### Teks Pilihan

************

Dalam banyak kisah legenda atau tradisi masyarakat kuno, jika suatu suku atau komunitas melakukan perdamaian atau takluk pada suatu kekuatan di luar kekuatan mereka atau kekuatan gaib, biasanya dipersembahkan tumbal atau seserahan manusia sebagai tanda perdamaian atau ketundukan.
Di zaman Mesir kuno, yang dijadikan tumbal biasanya gadis muda yang masih perawan, untuk dipersembahkan kepada para dewa.
Tubuh para perawan suci itu dilemparkan hidup-hidup dalam keadaan terikat ke dalam Sungai Nil yang beraliran deras. Hingga akhirnya mereka tewas hidup-hidup demi kesenangan para dewa. Setidaknya demikian dalam keyakinan masyarakat Mesir kuno saat itu.
Nah, jika sepekan lalu, per 7 Mei 2020, Presiden Jokowi mengumumkan "perdamaian" dengan virus Corona, lantas apa tumbalnya?
Saya khawatir pernyataan terbaru dari Letjen TNI Doni Monardo dapat ditafsirkan demikian.

************

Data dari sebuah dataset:
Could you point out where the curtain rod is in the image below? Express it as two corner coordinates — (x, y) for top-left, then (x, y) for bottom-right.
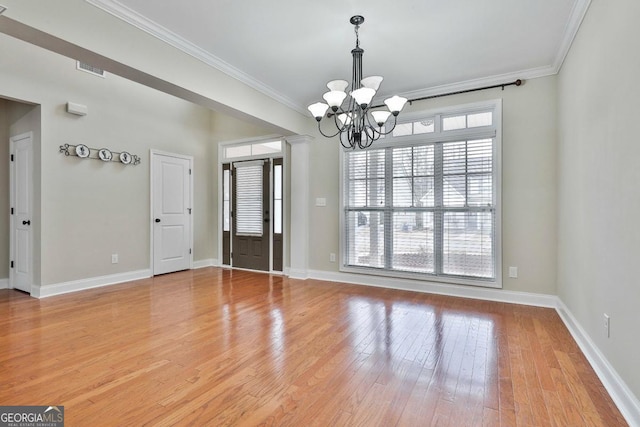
(371, 79), (523, 108)
(408, 79), (522, 105)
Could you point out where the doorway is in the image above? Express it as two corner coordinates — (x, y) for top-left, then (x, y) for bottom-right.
(220, 158), (284, 272)
(9, 132), (33, 293)
(151, 150), (193, 276)
(231, 159), (271, 271)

************

### Tugas yang Dikerjakan
a) Ringkas paragraf dalam teks pilihan yang diawali "Tubuh para perawan suci itu" menjadi satu kalimat pendek tanpa menghilangkan fakta utamanya.
b) Jawab pertanyaan berikut berdasarkan teks pilihan:
(i) Siapa yang biasanya dijadikan tumbal di zaman Mesir kuno?
(ii) Pada tanggal berapa Presiden Jokowi mengumumkan "perdamaian" dengan virus Corona?
(iii) Pernyataan terbaru dari siapa yang dikhawatirkan penulis dapat ditafsirkan sebagai tumbal?
c) Tolong lanjutkan teks pilihan tentang tumbal dan "perdamaian" dengan virus Corona, mulai sesudah kalimat terakhirnya.

### Jawaban Tiap Butir
a) Menurut keyakinan masyarakat Mesir kuno, para perawan itu dilempar hidup-hidup dalam keadaan terikat ke Sungai Nil yang deras hingga tewas demi kesenangan para dewa.

b)
(i) Gadis muda yang masih perawan.
(ii) 7 Mei 2020.
(iii) Letjen TNI Doni Monardo.

c)
Pada Senin, 11 Mei 2020, sang jenderal Doni Monardo dalam kedudukannya sebagai ketua Gugus Tugas Percepatan Penanganan Covid-19 menyatakan bakal memberi kesempatan kepada kelompok usia di bawah 45 tahun (U-45) untuk tetap bekerja selama pandemi virus Corona.
"Kelompok ini tentu kita beri ruang untuk bisa aktivitas lebih banyak lagi sehingga potensi terkapar karena PHK bisa kami kurangi," ujar Doni Monardo dalam jumpa pers virtual melalui akun Instagram Sekretariat Kabinet.
"Kelompok muda usia di bawah 45 tahun mereka adalah secara fisik sehat, punya mobilitas tinggi, dan rata-rata kalau toh terpapar belum tentu sakit. Mereka tidak ada gejala," lanjut sang perwira TNI Angkatan Darat tersebut.
Alasannya, kelompok usia di bawah 45 tahun ini tidak rentan terpapar virus Corona. Secara fisik, kebanyakan mereka yang berusia di bawah 45 tahun sehat dan memiliki mobilitas tinggi.
Sementara itu, angka kematian akibat virus corona dari kelompok usia di bawah 45 tahun ini hanya 15 persen. Sementara angka kematian tertinggi 45 persen dari kelompok usia 60 tahun ke atas.